• **DOCUMENT EXCERPT**
────
2.2. Escherichia coli Pathotyping PCR and Prediction of Pathotypes

About 3 μL of lysogeny broth cultures (about 3 × 105 CFU) were used as template DNA in a modified multiplex PCR (MP-PCR-VAGs), in total targeting 10 virulence-associated genes (VAGs), which are associated with different pathotypes of intestinal pathogenic E. coli [13,14,15]. In detail, E. coli isolates were tested for the presence of genes of adhesive fimbriae F4 (encoded by the gene faeG), F5 (fanA), F6 (fasA), F18 (fedA), and F41 (fimF41a), the afimbrial adhesin intimin (eae), heat-labile E. coli enterotoxins LT-Ia and LT-Ib (eltB-Ip), heat-stable E. coli enterotoxins ST-Ia and ST-II (estap/estb), and shiga toxin 2 (stx2). Positive controls used were E. coli strains B41 (fimF41a, fanA, estap), 987P (fasA, estap), E57 (fedA, estap, estb, stx2), G7 (faeG, eltB-Ip), and TTP-1 (eae, stx2). An E. coli K-12 laboratory strain was used as a negative control. Details regarding primers and controls used in the MP-PCR-VAGs are provided in Table S1. Each study isolate that proved positive for at least one of the tested VAGs was stored in a glycerin stock at −80 °C. If isolates from the same pig showed different VAG profiles, a representative isolate of each profile was stored. Part of the pathotyping PCRs have already been conducted as part of a recent study [7].
────
• **DATA FOR REVIEW**

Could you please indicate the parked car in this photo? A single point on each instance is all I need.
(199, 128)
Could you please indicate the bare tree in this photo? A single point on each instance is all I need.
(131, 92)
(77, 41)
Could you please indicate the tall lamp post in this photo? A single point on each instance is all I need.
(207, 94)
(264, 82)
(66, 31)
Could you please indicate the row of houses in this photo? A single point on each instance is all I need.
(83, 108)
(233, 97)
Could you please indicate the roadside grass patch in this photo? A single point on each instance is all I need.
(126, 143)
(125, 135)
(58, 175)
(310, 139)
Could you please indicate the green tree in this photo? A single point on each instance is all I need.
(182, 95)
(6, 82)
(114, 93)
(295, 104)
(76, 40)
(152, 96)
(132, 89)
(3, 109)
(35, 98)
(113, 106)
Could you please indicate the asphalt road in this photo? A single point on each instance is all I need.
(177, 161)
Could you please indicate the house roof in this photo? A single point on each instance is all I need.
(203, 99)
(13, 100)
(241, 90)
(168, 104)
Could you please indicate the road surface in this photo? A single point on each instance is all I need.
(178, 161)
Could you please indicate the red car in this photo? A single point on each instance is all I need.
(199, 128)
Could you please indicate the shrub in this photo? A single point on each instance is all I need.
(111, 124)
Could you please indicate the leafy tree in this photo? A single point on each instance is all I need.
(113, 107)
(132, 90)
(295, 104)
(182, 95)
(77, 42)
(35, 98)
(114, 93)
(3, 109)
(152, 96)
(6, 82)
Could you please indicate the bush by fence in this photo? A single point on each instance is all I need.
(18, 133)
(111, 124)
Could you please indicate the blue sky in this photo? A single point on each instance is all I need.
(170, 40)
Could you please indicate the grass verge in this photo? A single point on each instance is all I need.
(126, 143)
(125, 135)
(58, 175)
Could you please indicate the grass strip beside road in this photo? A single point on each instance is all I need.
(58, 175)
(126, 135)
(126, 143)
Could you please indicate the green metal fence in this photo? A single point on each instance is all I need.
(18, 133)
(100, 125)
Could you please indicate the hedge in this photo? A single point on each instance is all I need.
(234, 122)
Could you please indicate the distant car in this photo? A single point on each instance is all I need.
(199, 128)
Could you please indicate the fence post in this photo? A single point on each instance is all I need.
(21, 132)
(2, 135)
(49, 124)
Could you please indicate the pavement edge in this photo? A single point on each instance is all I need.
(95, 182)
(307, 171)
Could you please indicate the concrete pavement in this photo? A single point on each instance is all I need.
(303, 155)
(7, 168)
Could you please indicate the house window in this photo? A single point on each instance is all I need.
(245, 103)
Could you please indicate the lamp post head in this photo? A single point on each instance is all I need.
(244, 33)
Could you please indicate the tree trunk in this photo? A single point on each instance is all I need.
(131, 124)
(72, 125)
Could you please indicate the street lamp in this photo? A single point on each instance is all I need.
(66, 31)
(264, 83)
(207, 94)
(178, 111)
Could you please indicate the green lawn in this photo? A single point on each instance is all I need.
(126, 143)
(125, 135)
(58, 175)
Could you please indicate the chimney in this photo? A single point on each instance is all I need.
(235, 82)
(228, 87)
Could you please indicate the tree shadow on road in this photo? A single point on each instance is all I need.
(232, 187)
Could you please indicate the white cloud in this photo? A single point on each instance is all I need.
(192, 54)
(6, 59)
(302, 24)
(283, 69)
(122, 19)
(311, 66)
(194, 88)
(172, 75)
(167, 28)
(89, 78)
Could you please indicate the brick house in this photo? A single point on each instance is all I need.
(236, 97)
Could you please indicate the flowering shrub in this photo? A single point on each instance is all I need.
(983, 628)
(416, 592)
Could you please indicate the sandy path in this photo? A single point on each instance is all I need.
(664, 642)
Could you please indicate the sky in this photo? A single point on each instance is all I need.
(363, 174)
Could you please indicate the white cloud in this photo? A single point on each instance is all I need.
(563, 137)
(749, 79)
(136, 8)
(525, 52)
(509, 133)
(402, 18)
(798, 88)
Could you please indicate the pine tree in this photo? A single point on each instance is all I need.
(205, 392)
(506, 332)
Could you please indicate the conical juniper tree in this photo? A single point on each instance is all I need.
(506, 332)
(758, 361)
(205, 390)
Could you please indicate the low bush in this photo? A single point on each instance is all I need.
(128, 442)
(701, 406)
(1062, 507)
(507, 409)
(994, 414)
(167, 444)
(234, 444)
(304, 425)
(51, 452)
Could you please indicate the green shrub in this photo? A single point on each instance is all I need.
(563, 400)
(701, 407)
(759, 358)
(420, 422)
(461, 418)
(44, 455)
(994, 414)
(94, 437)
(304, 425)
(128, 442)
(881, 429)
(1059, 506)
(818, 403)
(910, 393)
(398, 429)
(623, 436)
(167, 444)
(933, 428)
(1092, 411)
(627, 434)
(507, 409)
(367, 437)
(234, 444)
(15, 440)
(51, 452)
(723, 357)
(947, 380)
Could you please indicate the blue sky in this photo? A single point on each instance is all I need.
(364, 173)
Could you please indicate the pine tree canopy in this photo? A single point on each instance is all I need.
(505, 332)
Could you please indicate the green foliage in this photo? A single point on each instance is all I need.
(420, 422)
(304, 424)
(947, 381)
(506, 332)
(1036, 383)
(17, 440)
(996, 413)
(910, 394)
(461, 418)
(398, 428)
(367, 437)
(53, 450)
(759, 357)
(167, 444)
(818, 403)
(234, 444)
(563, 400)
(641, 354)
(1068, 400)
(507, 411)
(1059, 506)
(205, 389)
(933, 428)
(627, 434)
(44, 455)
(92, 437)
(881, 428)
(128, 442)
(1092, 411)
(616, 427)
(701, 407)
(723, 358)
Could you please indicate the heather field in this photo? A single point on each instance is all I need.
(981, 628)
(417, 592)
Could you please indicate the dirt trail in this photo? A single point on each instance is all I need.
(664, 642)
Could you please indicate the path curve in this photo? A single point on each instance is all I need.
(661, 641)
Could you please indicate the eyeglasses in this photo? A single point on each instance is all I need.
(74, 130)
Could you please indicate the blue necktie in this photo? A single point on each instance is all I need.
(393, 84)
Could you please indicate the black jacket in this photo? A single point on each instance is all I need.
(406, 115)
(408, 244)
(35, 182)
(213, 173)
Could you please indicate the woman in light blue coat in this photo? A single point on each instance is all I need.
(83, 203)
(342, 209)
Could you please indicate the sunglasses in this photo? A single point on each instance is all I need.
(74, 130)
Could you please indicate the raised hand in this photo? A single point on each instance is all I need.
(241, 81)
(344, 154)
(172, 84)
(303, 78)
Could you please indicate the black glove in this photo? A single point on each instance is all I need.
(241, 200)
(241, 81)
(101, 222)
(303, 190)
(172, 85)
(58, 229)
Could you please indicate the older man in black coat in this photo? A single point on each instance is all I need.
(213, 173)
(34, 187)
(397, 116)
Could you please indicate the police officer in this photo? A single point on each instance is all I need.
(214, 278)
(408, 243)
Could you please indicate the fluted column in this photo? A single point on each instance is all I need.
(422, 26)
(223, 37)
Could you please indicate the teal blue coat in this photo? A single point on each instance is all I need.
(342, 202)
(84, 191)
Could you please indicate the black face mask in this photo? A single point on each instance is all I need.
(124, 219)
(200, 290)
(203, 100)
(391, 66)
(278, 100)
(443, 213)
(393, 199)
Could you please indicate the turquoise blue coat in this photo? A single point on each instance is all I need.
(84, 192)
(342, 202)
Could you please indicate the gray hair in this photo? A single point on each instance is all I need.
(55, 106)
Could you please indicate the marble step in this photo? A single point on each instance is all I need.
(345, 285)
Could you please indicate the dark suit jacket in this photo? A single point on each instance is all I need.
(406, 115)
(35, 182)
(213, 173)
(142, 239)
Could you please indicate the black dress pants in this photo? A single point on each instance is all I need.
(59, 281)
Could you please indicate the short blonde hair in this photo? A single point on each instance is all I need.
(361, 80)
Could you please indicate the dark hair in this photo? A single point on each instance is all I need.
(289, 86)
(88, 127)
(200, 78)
────
• **WORK TO COMPLETE**
A) Answer from the E. coli pathotyping text:
(i) How many virulence-associated genes does the modified multiplex PCR target in total?
(ii) What strain served as the negative control?
(iii) At what temperature were isolates positive for at least one tested VAG stored?
B) List every E. coli strain that the pathotyping text names as a positive control.

• **PER-TASK OUTPUTS**
A)
(i) 10
(ii) An E. coli K-12 laboratory strain
(iii) −80 °C, in a glycerin stock

B) B41, 987P, E57, G7, TTP-1